-- DEINE AUFGABE --
Gib aus dem Text über das Empfangen durch den Geist alles von „Als ich als“ bis hinunter zu „des Buches Alma.“ wortgetreu wieder.

-- AUSGEWÄHLTER TEXT --
☆ ☆ ☆ ☆

2006
Durch den Geist empfangen
November 2006


Durch den Geist empfangen

Wenn wir uns darauf konzentrieren, nach dem Geist zu trachten und ihn zu empfangen, dann geht es uns weniger darum, ob der Lehrer oder Sprecher nun unsere Aufmerksamkeit weckt, sondern mehr darum, dass wir dem Geist unsere Aufmerksamkeit schenken.

Als ich als junger Mann auf Mission in Beaumont, Texas, war, wurde eines Morgens mein Mitarbeiter krank und musste im Bett bleiben. Ich folgte dem Rat unseres Missionspräsidenten für solche Situationen, setzte mich mit meinem Buch Mormon an das offene Fenster unserer Wohnung im 4. Stock und begann zu lesen.

Ich vertiefte mich in die Schrift und kam nach einer Weile zu Vers 1 und 2 im 29. Kapitel des Buches Alma.

☆ ☆ ☆ ☆

-- BEREITGESTELLTE DATEN --

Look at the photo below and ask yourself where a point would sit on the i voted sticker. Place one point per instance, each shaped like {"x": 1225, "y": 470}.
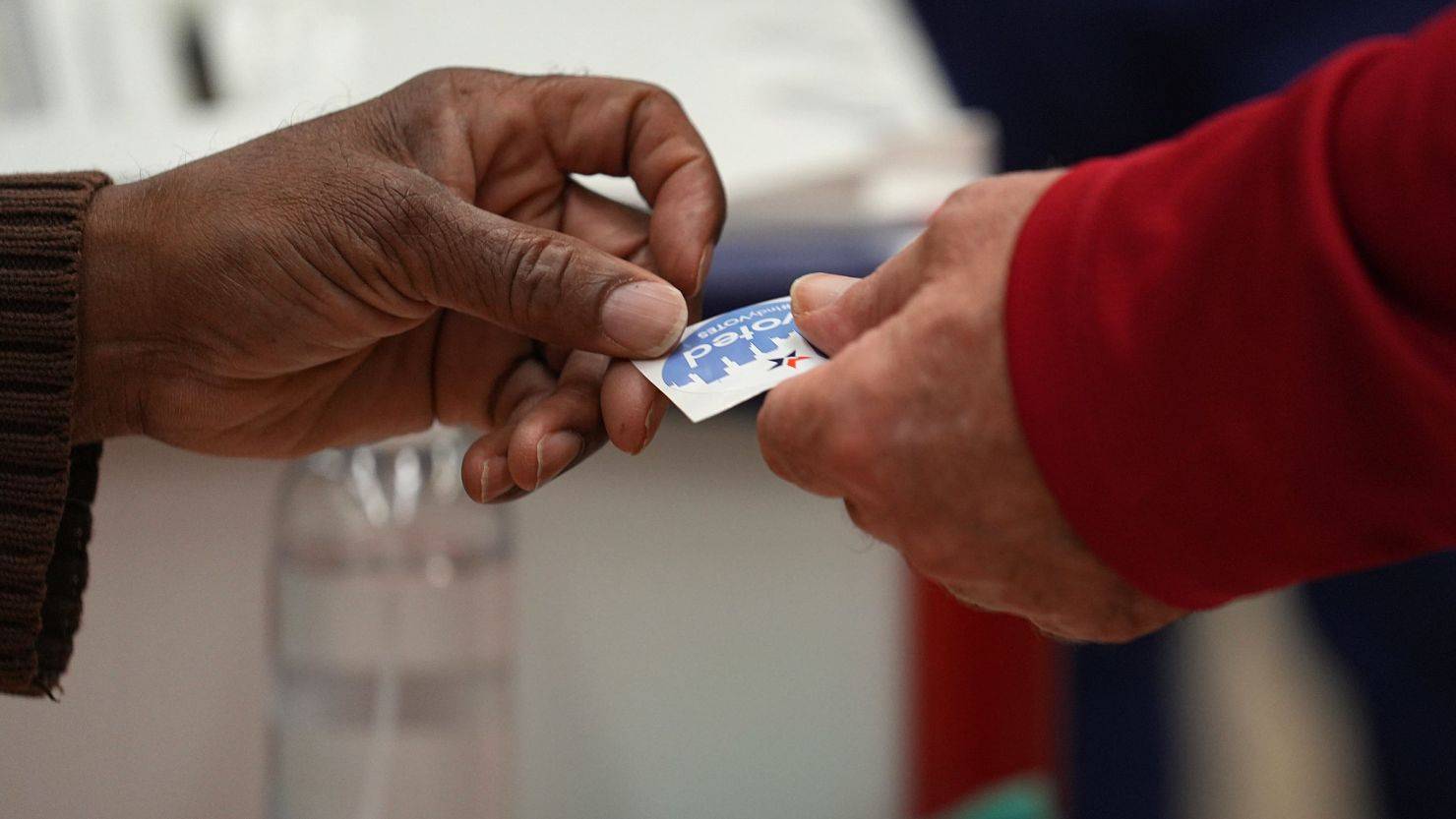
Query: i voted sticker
{"x": 730, "y": 358}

☆ ☆ ☆ ☆

-- LÖSUNG ZUR AUFGABE --
Als ich als junger Mann auf Mission in Beaumont, Texas, war, wurde eines Morgens mein Mitarbeiter krank und musste im Bett bleiben. Ich folgte dem Rat unseres Missionspräsidenten für solche Situationen, setzte mich mit meinem Buch Mormon an das offene Fenster unserer Wohnung im 4. Stock und begann zu lesen.

Ich vertiefte mich in die Schrift und kam nach einer Weile zu Vers 1 und 2 im 29. Kapitel des Buches Alma.